### Passage to read
....................

This week Boris Johnson’s government laid their emphatic electoral victory on thick with the unveiling of a commemorative Brexit 50p coin, Brexit mugs, teatowels and magnets emblazoned with a reworking of their victorious slogan “Get Brexit Done” to “Got Brexit Done”. It’s safe to say that these acts have provoked waves of hell and fury from professional Remainer celebrities such as Alastair Campbell, who has claimed that upon being given a Brexit 50p he would demand it be changed by the cashier into two twenty pences and a ten. Campbell truly embodying that age old means of political resistance: haranguing minimum wage shop workers over the engraving of a coin.

In a similarly sneering move, writer Philip Pullman has suggested that somehow the coin be ‘boycotted’ by all ‘literate people’ as it misses a comma. As if those who dare not be so resoundly offended as he, are simply illiterate, or to paraphrase another transatlantic political failure are part of a ‘basket of deplorables’. This was met with condemnation and mockery from right wing culture war harpies such as Darren Grimes, and Julia Hartley-Brewer, who claimed that fury over the coin meant she is living in ‘Remoaner Central’.

....................

### Aim A
Repeat the text about the Brexit 50p coin, between "In a similarly" and "in ‘Remoaner Central’.", inclusive.
### Aim B
Sum up the piece on the Brexit coin in two sentences.
### Aim C
Pick up the commentary on the Brexit 50p coin where it ends, and keep writing.

### Provided data
....................

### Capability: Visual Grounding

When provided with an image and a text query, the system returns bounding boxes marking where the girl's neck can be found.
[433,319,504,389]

....................

### Exercise result A
In a similarly sneering move, writer Philip Pullman has suggested that somehow the coin be ‘boycotted’ by all ‘literate people’ as it misses a comma. As if those who dare not be so resoundly offended as he, are simply illiterate, or to paraphrase another transatlantic political failure are part of a ‘basket of deplorables’. This was met with condemnation and mockery from right wing culture war harpies such as Darren Grimes, and Julia Hartley-Brewer, who claimed that fury over the coin meant she is living in ‘Remoaner Central’.

### Exercise result B
Boris Johnson's government marked its election victory with a commemorative Brexit 50p coin and "Got Brexit Done" merchandise, which angered prominent Remainers such as Alastair Campbell, who said he would make cashiers change the coin into two twenty pences and a ten. Philip Pullman urged all "literate people" to boycott the coin because it lacks a comma, and right-wing commentators Darren Grimes and Julia Hartley-Brewer answered with condemnation and mockery.

### Exercise result C
Before this starts to sound like a Spiked-online thinkpiece, I will stake my claims to the significance and cynical ploys of the Brexit merch war. Alastair Campbell et al. are predictably walking right into the culture war trappings laid out by national expert on dividing a country into ruin, Dominic Cummings, the architect of 2016’s Leave EU campaign and Boris Johnson’s electoral victory. Like a depressing but all too real episode of Tom and Jerry, Cummings and Johnson have enticed people into rage over the jingoistic imagery of the pride and triumph of the ‘Got Brexit Done’ iconography. When Campbell and Pullman react with such fury and condescension, they serve to prove and fulfil Cummings’s narrative of an anti-democratic London-Centric sneering liberal elite; a sociopolitical invention so powerful it helped turn the red wall of Labour seats in the North and the Midlands blue last December, right.

Also, remember that this is a culture war long in the making by Cummings and the Leave cabal, take for example the outrage over the British passport turning from red to blue to commemorate Britain’s departure from the European Union. At the time Nigel Farage was triumphantly doing the rounds on big national media platforms, claiming the colour change to be a ‘Brexmas present’ in spite of the ‘remoaners’.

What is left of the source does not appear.